**SOURCE MATERIAL**
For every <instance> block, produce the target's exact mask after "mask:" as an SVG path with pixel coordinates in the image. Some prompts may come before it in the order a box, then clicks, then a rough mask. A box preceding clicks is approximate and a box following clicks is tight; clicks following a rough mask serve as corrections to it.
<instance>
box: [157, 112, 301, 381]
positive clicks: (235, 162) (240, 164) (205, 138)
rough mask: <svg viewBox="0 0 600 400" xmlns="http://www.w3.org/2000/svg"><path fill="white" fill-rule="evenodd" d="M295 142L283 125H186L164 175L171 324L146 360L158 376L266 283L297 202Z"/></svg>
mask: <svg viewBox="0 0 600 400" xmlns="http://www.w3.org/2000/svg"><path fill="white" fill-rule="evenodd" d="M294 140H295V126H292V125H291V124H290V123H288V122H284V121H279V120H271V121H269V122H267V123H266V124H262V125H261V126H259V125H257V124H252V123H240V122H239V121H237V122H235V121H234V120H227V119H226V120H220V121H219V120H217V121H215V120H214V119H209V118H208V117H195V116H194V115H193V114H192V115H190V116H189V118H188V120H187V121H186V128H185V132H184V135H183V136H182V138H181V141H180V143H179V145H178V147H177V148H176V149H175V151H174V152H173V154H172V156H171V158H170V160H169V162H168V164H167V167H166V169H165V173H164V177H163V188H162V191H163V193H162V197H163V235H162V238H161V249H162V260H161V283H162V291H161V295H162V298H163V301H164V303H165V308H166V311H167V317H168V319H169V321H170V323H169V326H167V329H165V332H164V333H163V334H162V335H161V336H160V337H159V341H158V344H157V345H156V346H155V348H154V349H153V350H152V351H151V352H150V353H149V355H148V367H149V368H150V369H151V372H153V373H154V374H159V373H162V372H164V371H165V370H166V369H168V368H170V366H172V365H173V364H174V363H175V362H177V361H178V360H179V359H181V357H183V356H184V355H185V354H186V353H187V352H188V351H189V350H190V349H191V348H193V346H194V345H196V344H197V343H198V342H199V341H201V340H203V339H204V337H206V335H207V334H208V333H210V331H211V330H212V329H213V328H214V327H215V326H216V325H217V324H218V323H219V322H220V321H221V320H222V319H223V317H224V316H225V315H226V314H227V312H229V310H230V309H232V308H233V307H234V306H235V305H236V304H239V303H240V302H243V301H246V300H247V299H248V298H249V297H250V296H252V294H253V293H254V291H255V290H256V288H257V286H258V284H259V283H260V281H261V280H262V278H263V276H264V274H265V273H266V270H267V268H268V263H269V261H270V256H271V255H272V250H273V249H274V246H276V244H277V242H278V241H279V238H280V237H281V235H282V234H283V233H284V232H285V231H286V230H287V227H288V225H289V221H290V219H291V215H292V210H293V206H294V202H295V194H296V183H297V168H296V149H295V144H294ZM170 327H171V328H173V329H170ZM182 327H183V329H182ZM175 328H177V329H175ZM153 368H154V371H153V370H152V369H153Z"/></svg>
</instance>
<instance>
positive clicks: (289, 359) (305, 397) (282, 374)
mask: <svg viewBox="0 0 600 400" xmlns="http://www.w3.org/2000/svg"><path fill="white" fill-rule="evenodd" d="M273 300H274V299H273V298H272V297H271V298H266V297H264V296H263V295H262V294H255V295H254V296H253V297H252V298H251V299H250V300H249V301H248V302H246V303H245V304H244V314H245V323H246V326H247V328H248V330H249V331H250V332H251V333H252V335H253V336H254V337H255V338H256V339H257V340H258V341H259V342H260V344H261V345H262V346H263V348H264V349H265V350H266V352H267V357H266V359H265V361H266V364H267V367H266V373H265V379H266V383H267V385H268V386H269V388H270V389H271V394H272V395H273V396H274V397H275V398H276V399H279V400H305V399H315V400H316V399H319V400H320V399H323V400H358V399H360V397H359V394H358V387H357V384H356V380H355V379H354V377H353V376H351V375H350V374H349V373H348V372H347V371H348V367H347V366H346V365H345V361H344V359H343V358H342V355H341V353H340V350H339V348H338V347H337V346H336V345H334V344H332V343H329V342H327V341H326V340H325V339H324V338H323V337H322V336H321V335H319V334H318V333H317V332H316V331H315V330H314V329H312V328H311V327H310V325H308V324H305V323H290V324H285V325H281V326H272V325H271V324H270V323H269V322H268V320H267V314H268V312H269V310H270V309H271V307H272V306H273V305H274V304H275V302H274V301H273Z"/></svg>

**ACTIVITY**
Copy each line of the listing that carries the word "instance".

**OUTPUT OF THE TASK**
For every <instance> block, produce the target's exact mask after "mask:" as an SVG path with pixel coordinates in the image. Some prompts may come before it in the order a box, then clicks, then a rough mask. A box preceding clicks is approximate and a box following clicks is tight; clicks following a rough mask serve as corrections to it.
<instance>
</instance>
<instance>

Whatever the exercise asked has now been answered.